┏━━

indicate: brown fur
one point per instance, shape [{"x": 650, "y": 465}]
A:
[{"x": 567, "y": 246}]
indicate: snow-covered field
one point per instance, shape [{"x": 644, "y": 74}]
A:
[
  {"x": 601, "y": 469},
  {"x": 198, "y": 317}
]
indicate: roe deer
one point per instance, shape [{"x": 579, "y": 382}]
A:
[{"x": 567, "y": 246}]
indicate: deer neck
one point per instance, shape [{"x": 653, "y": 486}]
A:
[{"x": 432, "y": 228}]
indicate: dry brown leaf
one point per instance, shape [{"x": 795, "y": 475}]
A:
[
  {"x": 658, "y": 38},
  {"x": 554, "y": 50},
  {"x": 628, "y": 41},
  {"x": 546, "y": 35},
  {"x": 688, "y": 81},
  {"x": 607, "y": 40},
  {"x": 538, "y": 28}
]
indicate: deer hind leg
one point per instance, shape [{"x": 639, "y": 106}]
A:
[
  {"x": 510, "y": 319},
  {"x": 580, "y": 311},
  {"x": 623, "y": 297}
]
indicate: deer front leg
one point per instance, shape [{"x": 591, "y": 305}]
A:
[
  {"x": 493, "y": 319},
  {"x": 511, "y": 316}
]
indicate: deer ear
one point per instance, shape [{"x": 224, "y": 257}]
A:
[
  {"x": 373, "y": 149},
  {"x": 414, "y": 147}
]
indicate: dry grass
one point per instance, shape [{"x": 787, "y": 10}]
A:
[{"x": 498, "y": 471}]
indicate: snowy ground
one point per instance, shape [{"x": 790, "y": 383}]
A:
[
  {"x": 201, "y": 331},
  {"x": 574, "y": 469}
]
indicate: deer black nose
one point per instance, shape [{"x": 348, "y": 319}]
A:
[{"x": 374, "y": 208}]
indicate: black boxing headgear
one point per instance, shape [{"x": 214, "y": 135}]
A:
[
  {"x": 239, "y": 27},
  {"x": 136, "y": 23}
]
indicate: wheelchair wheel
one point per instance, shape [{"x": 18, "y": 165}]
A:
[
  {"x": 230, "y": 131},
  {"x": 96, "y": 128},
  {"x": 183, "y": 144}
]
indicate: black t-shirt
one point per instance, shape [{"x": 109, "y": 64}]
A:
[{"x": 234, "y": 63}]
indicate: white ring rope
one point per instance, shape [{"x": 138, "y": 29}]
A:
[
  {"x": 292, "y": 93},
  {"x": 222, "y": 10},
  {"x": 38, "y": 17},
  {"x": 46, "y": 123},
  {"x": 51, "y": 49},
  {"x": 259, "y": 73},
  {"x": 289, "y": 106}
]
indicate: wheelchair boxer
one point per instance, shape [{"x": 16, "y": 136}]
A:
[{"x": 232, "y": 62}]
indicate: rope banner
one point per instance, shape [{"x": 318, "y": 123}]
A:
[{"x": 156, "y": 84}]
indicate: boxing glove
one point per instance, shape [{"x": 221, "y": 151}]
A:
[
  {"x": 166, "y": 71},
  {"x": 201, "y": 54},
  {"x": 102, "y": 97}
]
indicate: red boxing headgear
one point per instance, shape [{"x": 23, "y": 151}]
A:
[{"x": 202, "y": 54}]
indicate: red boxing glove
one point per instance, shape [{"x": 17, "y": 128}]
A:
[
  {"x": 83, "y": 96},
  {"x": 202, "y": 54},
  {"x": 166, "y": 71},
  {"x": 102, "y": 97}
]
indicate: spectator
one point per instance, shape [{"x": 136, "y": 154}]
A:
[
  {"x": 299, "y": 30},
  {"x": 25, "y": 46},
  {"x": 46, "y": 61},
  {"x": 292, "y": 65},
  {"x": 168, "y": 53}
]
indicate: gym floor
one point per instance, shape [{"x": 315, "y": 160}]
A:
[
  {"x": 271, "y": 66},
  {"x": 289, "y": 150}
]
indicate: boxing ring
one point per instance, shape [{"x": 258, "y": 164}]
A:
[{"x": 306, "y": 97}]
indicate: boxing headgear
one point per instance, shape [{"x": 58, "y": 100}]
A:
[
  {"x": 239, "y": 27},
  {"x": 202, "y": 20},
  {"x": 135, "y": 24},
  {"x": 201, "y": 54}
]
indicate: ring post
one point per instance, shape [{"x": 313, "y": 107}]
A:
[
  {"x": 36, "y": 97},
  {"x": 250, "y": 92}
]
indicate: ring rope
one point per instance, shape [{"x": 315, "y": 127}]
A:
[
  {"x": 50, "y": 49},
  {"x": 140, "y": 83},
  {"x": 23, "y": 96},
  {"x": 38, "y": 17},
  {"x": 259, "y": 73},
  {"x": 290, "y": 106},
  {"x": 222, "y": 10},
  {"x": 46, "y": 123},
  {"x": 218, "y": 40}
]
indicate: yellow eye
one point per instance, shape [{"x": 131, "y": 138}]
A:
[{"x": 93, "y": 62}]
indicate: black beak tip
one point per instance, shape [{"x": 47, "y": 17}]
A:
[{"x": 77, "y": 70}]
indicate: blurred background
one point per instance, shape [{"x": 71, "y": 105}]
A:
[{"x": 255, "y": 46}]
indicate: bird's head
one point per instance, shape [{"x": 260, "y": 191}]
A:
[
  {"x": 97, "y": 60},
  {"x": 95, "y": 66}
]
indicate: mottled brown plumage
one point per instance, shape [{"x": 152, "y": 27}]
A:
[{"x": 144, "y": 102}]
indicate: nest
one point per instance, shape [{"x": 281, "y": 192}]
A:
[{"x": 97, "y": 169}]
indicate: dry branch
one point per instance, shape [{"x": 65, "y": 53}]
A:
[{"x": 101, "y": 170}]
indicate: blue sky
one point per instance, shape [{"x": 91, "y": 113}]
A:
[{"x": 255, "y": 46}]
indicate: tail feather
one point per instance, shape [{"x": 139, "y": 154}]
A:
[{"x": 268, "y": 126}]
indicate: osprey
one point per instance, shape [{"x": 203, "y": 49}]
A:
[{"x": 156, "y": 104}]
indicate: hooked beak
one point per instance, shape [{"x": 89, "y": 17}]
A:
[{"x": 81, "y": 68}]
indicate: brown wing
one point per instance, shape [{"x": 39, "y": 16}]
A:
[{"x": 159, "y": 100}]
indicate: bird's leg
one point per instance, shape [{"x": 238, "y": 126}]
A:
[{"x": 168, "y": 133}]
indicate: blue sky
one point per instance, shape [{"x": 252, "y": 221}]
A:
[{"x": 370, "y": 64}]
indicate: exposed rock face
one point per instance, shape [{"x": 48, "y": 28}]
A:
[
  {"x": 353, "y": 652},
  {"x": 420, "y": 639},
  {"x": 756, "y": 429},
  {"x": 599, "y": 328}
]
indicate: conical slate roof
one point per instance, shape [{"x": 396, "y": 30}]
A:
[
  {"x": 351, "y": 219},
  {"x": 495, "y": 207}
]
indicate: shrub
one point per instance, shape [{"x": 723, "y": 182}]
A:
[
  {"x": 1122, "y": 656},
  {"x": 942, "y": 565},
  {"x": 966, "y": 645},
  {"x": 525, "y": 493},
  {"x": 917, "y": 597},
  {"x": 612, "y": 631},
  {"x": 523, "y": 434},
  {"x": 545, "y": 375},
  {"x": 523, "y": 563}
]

┗━━
┏━━

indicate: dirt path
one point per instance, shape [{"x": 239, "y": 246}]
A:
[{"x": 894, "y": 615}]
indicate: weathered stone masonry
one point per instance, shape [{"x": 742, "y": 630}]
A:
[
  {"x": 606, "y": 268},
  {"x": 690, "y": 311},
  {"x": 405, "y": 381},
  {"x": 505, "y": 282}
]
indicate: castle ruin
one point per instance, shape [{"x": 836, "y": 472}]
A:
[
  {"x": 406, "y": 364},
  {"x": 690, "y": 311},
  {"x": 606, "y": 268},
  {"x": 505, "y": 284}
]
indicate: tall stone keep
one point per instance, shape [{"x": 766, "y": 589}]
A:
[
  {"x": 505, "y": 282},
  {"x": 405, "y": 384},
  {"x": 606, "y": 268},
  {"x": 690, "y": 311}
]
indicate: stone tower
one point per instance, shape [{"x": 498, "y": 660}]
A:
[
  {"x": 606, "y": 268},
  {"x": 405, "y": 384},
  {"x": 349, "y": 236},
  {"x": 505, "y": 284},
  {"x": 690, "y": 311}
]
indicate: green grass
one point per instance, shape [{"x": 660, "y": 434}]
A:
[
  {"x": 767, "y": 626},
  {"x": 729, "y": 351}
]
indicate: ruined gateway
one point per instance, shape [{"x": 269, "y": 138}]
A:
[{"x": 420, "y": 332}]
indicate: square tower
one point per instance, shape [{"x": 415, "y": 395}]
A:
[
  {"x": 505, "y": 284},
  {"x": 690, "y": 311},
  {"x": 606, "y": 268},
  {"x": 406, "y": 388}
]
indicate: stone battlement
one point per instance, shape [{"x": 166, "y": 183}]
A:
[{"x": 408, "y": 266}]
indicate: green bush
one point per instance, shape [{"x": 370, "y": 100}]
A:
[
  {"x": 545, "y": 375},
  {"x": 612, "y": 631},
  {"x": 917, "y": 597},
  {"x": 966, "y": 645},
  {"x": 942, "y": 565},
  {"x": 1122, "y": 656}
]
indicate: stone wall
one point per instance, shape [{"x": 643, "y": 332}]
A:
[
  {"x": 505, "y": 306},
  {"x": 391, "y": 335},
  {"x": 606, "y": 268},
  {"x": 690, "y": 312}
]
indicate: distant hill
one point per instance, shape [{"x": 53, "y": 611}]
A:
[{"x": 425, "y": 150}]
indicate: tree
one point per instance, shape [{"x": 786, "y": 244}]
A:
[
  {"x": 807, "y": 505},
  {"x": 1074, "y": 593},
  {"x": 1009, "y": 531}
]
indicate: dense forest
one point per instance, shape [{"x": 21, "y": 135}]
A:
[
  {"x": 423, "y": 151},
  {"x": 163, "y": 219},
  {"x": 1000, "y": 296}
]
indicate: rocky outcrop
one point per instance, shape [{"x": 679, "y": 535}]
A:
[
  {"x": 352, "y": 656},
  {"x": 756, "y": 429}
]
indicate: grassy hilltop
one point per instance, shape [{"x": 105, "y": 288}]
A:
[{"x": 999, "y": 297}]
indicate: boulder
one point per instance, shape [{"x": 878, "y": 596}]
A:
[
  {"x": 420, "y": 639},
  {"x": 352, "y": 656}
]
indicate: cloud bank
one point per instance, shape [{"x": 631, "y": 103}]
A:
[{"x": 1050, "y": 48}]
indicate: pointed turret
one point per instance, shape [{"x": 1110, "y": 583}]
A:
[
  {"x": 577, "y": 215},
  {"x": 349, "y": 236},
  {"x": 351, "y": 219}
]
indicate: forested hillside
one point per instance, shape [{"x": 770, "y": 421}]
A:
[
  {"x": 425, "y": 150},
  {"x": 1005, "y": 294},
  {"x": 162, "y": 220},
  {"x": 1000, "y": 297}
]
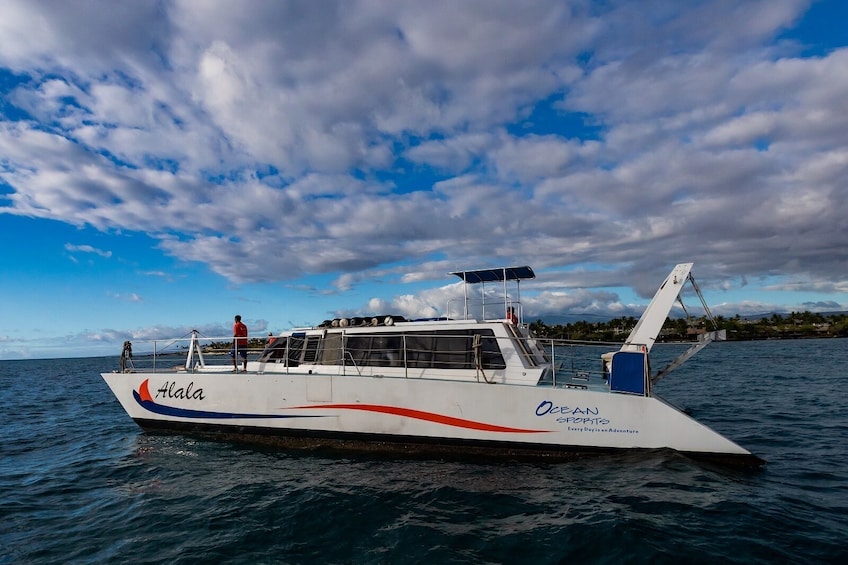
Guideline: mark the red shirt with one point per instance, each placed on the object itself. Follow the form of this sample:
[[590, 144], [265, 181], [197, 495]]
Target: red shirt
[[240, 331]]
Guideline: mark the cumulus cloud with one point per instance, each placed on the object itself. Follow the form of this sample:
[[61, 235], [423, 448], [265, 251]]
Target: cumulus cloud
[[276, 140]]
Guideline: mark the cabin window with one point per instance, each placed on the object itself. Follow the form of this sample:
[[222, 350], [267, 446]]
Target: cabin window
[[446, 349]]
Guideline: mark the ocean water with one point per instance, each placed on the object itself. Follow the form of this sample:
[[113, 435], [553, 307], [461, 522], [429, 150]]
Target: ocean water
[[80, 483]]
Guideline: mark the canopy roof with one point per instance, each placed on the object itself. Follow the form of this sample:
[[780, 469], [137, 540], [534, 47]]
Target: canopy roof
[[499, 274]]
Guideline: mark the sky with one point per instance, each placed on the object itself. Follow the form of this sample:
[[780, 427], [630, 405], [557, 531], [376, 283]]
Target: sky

┗━━

* What you have to do:
Reproduce, word for word and in full, only the lines above that start at the line with "indicate: brown fur" and run through the line with "indicate: deer front leg", both ends included.

* Output of the exercise:
indicate: brown fur
one point per instance, shape [{"x": 650, "y": 465}]
A:
[{"x": 567, "y": 246}]
indicate: snow-covered field
one point per instance, shape [{"x": 644, "y": 74}]
A:
[
  {"x": 601, "y": 469},
  {"x": 198, "y": 317}
]
indicate: roe deer
one point per instance, shape [{"x": 579, "y": 382}]
A:
[{"x": 567, "y": 246}]
indicate: deer neck
one point per instance, shape [{"x": 653, "y": 486}]
A:
[{"x": 432, "y": 228}]
indicate: dry brown leaf
one point per instance, shape [{"x": 795, "y": 475}]
A:
[
  {"x": 658, "y": 38},
  {"x": 554, "y": 50},
  {"x": 628, "y": 41},
  {"x": 546, "y": 35},
  {"x": 688, "y": 81},
  {"x": 607, "y": 40},
  {"x": 538, "y": 28}
]
indicate: deer hind leg
one point per instance, shape [{"x": 639, "y": 106}]
A:
[
  {"x": 510, "y": 319},
  {"x": 580, "y": 311},
  {"x": 623, "y": 297}
]
indicate: deer front leg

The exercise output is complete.